Begin Passage shown
Seven projects conducting data-intensive research between research groups in Finland and Colorado, and Finland and Japan finished in September 2025. Read more about the projects below.

Four projects on environmental research, material discovery and moon regolith engaged researchers in Colorado

Dr. Tuula Aalto from the Finnish Meteorological Institute’s (FMI) Carbon Cycle group led one of the selected projects on CO2 Sources and Sinks. Her team collaborated with a research group from the Cooperative Institute for Research in the Atmosphere (CIRA) and Colorado State University (CSU). The project developed advanced modelling tools that are specifically designed to make use of emerging high-intensity satellite data streams, which until now have been difficult to fully exploit. By integrating these datasets into more efficient and faster inversion systems, researchers will be able to produce carbon budget estimates with much higher spatial and temporal accuracy than previously possible. The societal benefits of creating these models are various: more accurate emission reporting, stronger environmental governance, better targeting of mitigation measures, and ultimately faster progress toward a green transition.

Scientific publications and public datasets:

Isomäki K., McGrath M.J., Backman L., Leskinen J., Berchet A., Broquet G., Fortems-Cheiney A., Junttila V., Leppänen A., Lindqvist H., Mengistu A., Mäkelä A., Raivonen M., Thölix L. & Aalto T. 2024: Assessing the role of terrestrial ecosystems in Finland’s total CO2 balance through a comparison of top-down and bottom-up estimates. Boreal Env. Res. 29: 77–102. https://www.borenv.net/BER/archive/pdfs/ber29/ber29-077-102.pdf

A. Mikkonen, H. Lindqvist, J. Peltoniemi, J. Tamminen: “Non-Lambertian snow surface reflection models for simulated top-of-the-atmosphere radiances in the NIR and SWIR wavelengths”, Journal of Quantitative Spectroscopy and Radiative Transfer, 315, (2024). A. Mikkonen, A. Koskinen, J. Tamminen, and H. Lindqvist, “Scattering graph method for 3D radiative transfer,” Opt. Express 33, 35489-35509 (2025).
End Passage shown
Set task A
In the passage on the Finnish research projects with Colorado and Japan, how will the CO2 Sources and Sinks project let researchers produce carbon budget estimates with higher accuracy? Answer in one to three sentences.
Set task B
Write a continuation of the passage on the Finnish research projects with Colorado and Japan, starting after its last sentence.
Begin Information given
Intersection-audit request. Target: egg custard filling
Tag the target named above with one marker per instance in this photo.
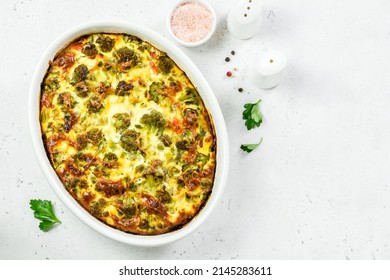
(127, 133)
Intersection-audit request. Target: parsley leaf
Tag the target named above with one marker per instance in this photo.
(252, 115)
(43, 211)
(250, 147)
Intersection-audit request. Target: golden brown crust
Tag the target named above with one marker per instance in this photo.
(127, 133)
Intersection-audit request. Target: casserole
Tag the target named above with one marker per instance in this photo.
(205, 93)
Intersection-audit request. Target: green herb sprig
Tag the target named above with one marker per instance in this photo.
(252, 115)
(250, 147)
(43, 211)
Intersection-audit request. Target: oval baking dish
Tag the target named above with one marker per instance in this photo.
(205, 93)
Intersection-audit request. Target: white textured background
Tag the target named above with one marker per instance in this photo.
(317, 188)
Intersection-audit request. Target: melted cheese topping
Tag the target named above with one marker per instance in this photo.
(127, 133)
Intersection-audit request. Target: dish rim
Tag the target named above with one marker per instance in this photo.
(205, 92)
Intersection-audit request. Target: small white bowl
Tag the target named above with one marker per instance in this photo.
(197, 43)
(206, 94)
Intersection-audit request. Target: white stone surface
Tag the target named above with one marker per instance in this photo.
(317, 188)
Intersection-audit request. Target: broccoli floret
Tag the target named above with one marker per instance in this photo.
(110, 157)
(123, 88)
(156, 91)
(163, 196)
(89, 49)
(125, 55)
(129, 211)
(202, 159)
(94, 104)
(167, 141)
(154, 119)
(121, 121)
(182, 145)
(106, 43)
(80, 73)
(94, 135)
(81, 89)
(82, 142)
(190, 96)
(165, 64)
(128, 141)
(76, 183)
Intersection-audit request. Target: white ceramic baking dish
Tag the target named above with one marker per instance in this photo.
(205, 92)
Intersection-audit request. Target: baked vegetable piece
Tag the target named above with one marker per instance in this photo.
(127, 133)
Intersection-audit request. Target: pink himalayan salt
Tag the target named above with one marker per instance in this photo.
(191, 21)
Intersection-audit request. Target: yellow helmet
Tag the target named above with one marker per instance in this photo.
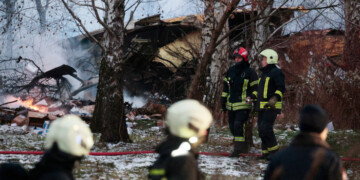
(188, 118)
(72, 135)
(271, 56)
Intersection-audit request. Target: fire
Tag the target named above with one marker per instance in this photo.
(29, 104)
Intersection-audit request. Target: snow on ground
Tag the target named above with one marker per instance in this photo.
(146, 137)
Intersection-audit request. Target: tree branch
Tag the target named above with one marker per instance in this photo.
(82, 26)
(100, 21)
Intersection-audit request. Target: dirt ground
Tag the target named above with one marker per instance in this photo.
(146, 136)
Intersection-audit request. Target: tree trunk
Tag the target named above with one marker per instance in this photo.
(109, 116)
(42, 14)
(352, 34)
(261, 31)
(198, 84)
(217, 69)
(10, 13)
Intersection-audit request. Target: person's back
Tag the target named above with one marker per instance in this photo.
(54, 165)
(308, 156)
(181, 166)
(68, 141)
(12, 171)
(187, 122)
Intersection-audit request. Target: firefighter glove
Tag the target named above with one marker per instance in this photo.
(271, 103)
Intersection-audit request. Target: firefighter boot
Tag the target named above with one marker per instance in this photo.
(239, 147)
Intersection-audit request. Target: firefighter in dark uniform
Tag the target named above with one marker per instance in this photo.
(308, 156)
(68, 141)
(187, 122)
(240, 83)
(269, 100)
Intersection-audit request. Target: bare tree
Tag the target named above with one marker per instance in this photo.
(198, 84)
(261, 31)
(42, 13)
(9, 6)
(219, 62)
(108, 116)
(352, 34)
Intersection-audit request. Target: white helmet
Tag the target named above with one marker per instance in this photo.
(271, 56)
(71, 134)
(188, 118)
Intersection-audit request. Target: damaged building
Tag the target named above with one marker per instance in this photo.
(161, 55)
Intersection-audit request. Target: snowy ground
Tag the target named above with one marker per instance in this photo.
(146, 137)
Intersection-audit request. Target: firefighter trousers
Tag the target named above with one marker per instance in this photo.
(266, 121)
(237, 120)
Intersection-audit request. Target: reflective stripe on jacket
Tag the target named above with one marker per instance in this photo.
(240, 82)
(271, 83)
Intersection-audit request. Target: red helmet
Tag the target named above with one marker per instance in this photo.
(241, 52)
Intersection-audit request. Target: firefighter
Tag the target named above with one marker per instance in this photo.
(240, 83)
(68, 141)
(269, 100)
(308, 156)
(187, 122)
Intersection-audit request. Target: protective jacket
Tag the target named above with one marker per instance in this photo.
(240, 82)
(271, 83)
(55, 164)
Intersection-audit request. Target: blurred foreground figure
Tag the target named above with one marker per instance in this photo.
(187, 122)
(68, 141)
(12, 171)
(308, 156)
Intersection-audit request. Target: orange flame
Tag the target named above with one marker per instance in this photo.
(29, 104)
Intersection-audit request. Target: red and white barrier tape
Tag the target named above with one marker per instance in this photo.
(147, 152)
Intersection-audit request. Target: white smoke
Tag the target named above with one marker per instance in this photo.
(136, 101)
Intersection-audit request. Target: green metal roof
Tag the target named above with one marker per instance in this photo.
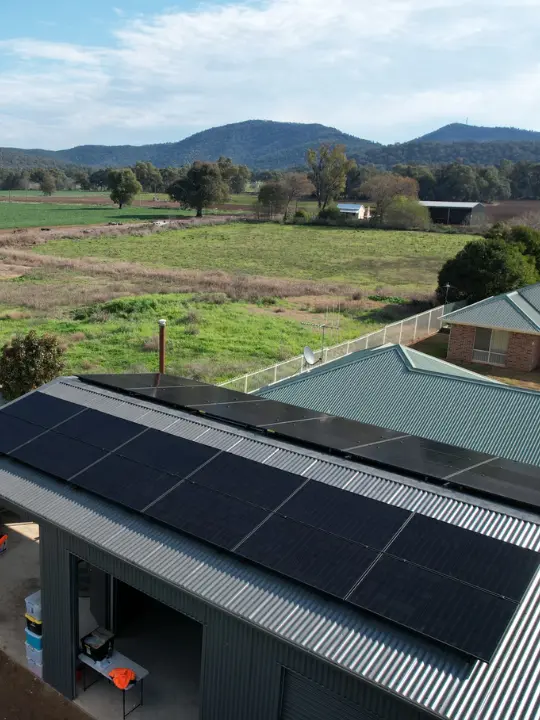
(404, 390)
(517, 310)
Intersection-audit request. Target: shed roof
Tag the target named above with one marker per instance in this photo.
(428, 676)
(451, 205)
(405, 390)
(518, 310)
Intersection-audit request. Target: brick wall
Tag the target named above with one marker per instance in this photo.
(523, 352)
(461, 343)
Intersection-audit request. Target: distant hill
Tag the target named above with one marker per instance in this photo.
(459, 132)
(256, 143)
(268, 145)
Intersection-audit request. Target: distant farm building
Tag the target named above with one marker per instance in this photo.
(360, 212)
(452, 213)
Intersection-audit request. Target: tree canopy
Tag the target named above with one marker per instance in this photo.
(29, 361)
(486, 267)
(124, 186)
(201, 187)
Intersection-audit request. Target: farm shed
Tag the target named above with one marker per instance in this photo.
(455, 213)
(360, 212)
(273, 640)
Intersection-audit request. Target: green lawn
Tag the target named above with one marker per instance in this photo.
(405, 261)
(21, 215)
(215, 340)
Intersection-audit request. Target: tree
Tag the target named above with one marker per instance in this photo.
(201, 187)
(47, 184)
(124, 186)
(272, 198)
(328, 169)
(149, 176)
(484, 268)
(295, 186)
(385, 188)
(29, 361)
(408, 214)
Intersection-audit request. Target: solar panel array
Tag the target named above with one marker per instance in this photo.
(451, 585)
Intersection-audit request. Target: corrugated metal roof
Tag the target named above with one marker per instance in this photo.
(451, 205)
(517, 310)
(506, 689)
(429, 398)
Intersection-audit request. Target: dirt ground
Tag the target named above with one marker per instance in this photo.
(24, 697)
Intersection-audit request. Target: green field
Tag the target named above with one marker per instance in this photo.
(21, 215)
(406, 261)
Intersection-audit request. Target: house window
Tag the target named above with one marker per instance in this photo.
(490, 346)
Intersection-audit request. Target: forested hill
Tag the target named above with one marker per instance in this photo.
(461, 133)
(256, 143)
(268, 145)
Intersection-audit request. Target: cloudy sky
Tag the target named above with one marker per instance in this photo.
(139, 71)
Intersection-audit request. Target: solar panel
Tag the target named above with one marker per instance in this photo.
(15, 432)
(125, 482)
(167, 453)
(504, 479)
(465, 555)
(422, 457)
(463, 617)
(334, 433)
(346, 514)
(200, 395)
(57, 455)
(42, 409)
(139, 380)
(248, 480)
(207, 515)
(100, 429)
(309, 555)
(259, 413)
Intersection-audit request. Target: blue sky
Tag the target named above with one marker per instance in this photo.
(138, 71)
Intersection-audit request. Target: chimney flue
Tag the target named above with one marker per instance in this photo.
(162, 325)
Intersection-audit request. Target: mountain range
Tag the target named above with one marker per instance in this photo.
(265, 144)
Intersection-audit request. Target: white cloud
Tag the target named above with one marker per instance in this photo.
(375, 69)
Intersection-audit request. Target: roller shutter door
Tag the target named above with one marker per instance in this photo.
(305, 700)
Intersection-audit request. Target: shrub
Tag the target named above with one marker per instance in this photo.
(29, 361)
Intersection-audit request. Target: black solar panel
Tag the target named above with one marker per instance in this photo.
(260, 413)
(334, 433)
(248, 480)
(443, 609)
(140, 380)
(15, 432)
(198, 396)
(125, 482)
(345, 514)
(42, 409)
(422, 457)
(207, 515)
(57, 455)
(100, 429)
(168, 453)
(469, 556)
(311, 556)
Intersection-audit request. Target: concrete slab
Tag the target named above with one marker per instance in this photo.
(19, 577)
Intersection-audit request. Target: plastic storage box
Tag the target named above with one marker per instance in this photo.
(35, 641)
(33, 606)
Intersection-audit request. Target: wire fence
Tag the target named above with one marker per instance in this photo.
(403, 332)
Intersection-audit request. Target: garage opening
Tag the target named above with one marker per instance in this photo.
(149, 635)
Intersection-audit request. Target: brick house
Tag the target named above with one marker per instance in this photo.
(503, 330)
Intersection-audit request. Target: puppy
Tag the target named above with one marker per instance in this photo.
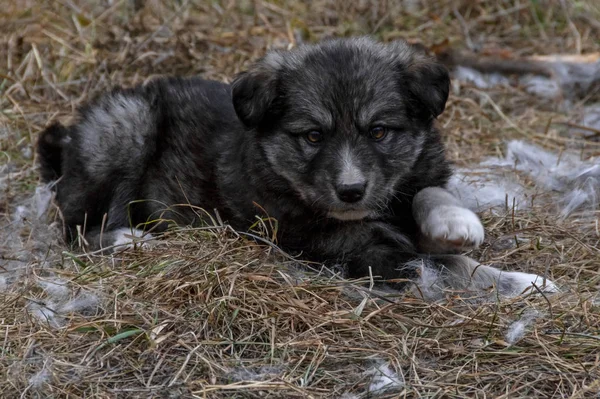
(336, 141)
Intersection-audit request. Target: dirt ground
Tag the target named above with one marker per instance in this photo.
(207, 312)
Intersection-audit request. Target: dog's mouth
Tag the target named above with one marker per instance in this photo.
(349, 215)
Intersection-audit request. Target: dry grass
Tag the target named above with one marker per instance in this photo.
(208, 313)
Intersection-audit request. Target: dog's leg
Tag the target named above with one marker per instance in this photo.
(463, 275)
(115, 240)
(445, 225)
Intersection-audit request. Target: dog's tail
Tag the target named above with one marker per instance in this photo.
(50, 151)
(442, 274)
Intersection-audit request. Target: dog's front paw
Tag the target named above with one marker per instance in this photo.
(452, 228)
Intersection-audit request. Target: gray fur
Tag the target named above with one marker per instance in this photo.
(242, 149)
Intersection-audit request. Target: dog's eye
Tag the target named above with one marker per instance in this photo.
(314, 136)
(378, 133)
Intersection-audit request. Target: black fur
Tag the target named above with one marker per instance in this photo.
(216, 146)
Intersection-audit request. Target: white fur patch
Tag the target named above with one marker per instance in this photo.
(126, 237)
(452, 226)
(348, 215)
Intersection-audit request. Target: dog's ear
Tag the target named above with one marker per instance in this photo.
(254, 90)
(427, 80)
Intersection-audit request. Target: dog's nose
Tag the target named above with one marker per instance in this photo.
(351, 192)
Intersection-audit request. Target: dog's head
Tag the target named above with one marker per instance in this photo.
(342, 121)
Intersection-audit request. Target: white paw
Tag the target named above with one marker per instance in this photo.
(517, 283)
(450, 227)
(126, 238)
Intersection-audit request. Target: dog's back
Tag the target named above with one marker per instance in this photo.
(145, 143)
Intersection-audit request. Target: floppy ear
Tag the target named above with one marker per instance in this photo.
(254, 90)
(427, 80)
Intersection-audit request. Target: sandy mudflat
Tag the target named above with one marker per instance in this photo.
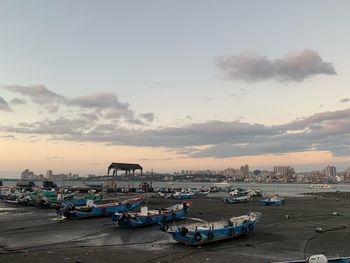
(35, 235)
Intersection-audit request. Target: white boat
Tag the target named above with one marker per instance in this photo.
(222, 184)
(321, 186)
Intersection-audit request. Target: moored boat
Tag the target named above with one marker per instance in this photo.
(320, 259)
(92, 210)
(275, 200)
(150, 217)
(321, 186)
(180, 195)
(237, 200)
(199, 233)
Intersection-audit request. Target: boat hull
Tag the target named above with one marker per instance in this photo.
(195, 237)
(136, 220)
(100, 210)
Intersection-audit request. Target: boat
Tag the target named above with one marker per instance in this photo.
(321, 186)
(320, 259)
(237, 200)
(93, 185)
(199, 233)
(275, 200)
(93, 210)
(222, 186)
(150, 217)
(202, 192)
(182, 195)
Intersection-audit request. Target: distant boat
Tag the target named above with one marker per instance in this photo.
(199, 233)
(96, 186)
(223, 184)
(319, 259)
(150, 217)
(275, 200)
(180, 195)
(202, 192)
(237, 200)
(93, 210)
(321, 186)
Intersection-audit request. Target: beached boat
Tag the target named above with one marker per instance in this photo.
(237, 200)
(321, 186)
(199, 233)
(275, 200)
(92, 210)
(320, 259)
(180, 195)
(202, 192)
(150, 217)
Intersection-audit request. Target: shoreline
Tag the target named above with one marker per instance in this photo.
(275, 237)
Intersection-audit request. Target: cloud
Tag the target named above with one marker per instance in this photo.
(98, 105)
(344, 100)
(240, 93)
(98, 100)
(325, 131)
(18, 101)
(7, 137)
(38, 94)
(4, 106)
(296, 67)
(149, 116)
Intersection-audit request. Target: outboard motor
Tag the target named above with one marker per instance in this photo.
(317, 259)
(66, 209)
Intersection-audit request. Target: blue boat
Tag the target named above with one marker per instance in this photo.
(320, 259)
(71, 211)
(181, 196)
(275, 200)
(199, 233)
(150, 217)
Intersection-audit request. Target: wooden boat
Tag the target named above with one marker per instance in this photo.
(321, 186)
(275, 200)
(150, 217)
(237, 200)
(93, 210)
(320, 259)
(198, 234)
(181, 196)
(202, 192)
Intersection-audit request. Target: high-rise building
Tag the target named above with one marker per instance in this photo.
(49, 174)
(245, 170)
(283, 170)
(27, 175)
(331, 171)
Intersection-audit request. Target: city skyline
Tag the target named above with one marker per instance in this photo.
(173, 86)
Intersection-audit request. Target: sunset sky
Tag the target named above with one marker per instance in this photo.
(173, 85)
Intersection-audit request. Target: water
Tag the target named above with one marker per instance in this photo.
(268, 189)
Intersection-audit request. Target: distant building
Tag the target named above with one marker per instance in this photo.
(283, 170)
(245, 170)
(27, 175)
(331, 171)
(49, 174)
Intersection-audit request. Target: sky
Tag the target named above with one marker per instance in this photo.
(173, 85)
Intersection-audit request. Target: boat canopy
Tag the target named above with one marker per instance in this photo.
(125, 167)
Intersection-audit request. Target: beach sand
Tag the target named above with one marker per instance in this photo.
(36, 235)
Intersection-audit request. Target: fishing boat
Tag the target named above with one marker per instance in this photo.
(93, 210)
(275, 200)
(199, 233)
(202, 192)
(321, 186)
(320, 259)
(150, 217)
(63, 200)
(181, 195)
(237, 200)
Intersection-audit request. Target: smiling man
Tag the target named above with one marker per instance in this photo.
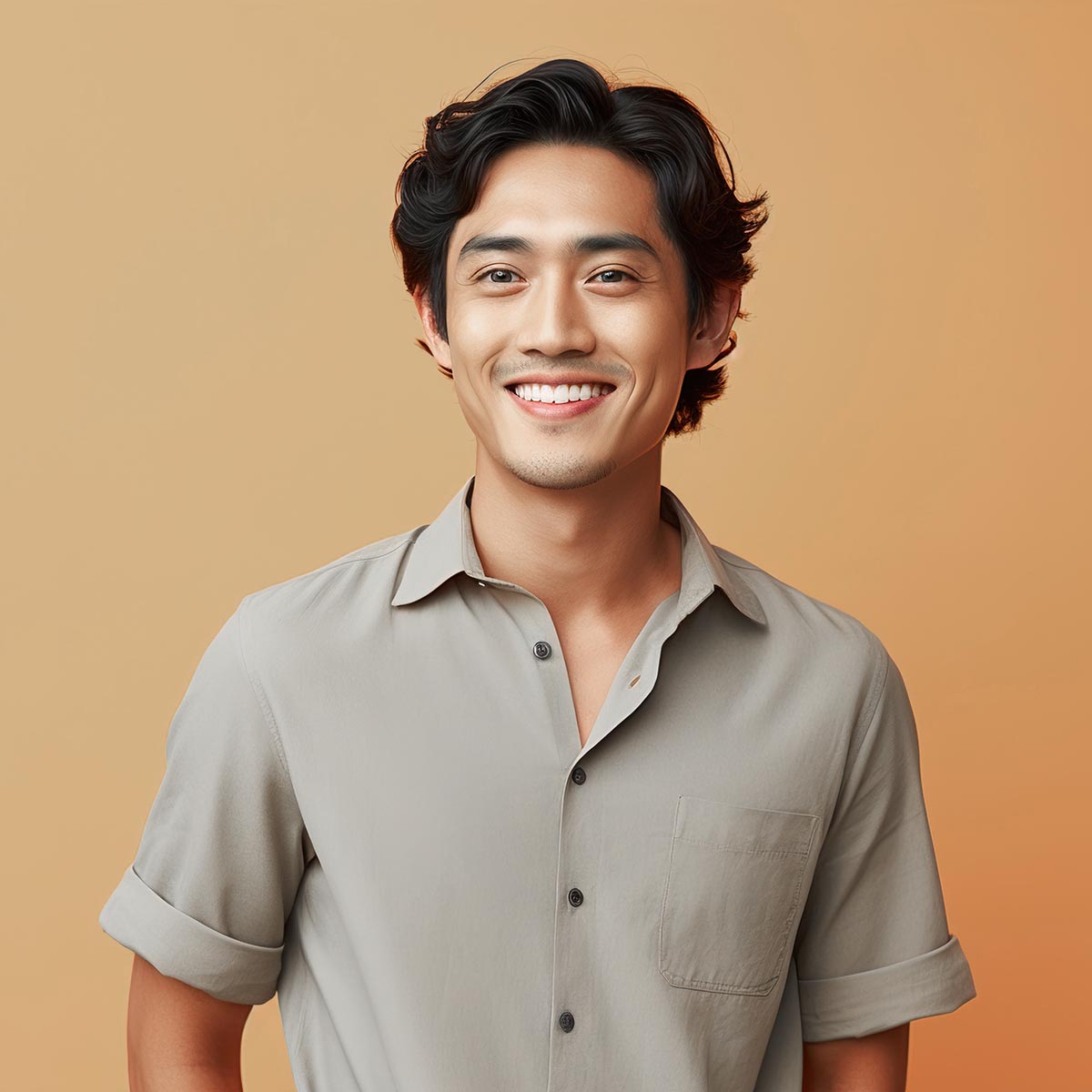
(550, 793)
End Information given
Task response A
The project built modelling tools designed to use emerging high-intensity satellite data streams, which were hard to fully exploit before. Feeding these datasets into more efficient and faster inversion systems will let researchers produce carbon budget estimates with much higher spatial and temporal accuracy than was previously possible.

Task response B
Thanwerdas, J., Berchet, A., Constantin, L., Tsuruta, A., Steiner, M., Reum, F., Henne, S., and Brunner, D.: Improving the ensemble square root filter (EnSRF) in the Community Inversion Framework: a case study with ICON-ART 2024.01, Geosci. Model Dev., 18, 1505–1544, https://doi.org/10.5194/gmd-18-1505-2025, 2025.

Tsuruta, A., Kuze, A., Shiomi, K., Kataoka, F., Kikuchi, N., Aalto, T., Backman, L., Kivimäki, E., Tenkanen, M. K., McKain, K., García, O. E., Hase, F., Kivi, R., Morino, I., Ohyama, H., Pollard, D. F., Sha, M. K., Strong, K., Sussmann, R., Te, Y., Velazco, V. A., Vrekoussis, M., Warneke, T., Zhou, M., and Suto, H.: Global CH4 fluxes derived from JAXA/GOSAT lower-tropospheric partial column data and the CarbonTracker Europe-CH4 atmospheric inverse model, Atmos. Chem. Phys., 25, 7829–7862, https://doi.org/10.5194/acp-25-7829-2025, 2025.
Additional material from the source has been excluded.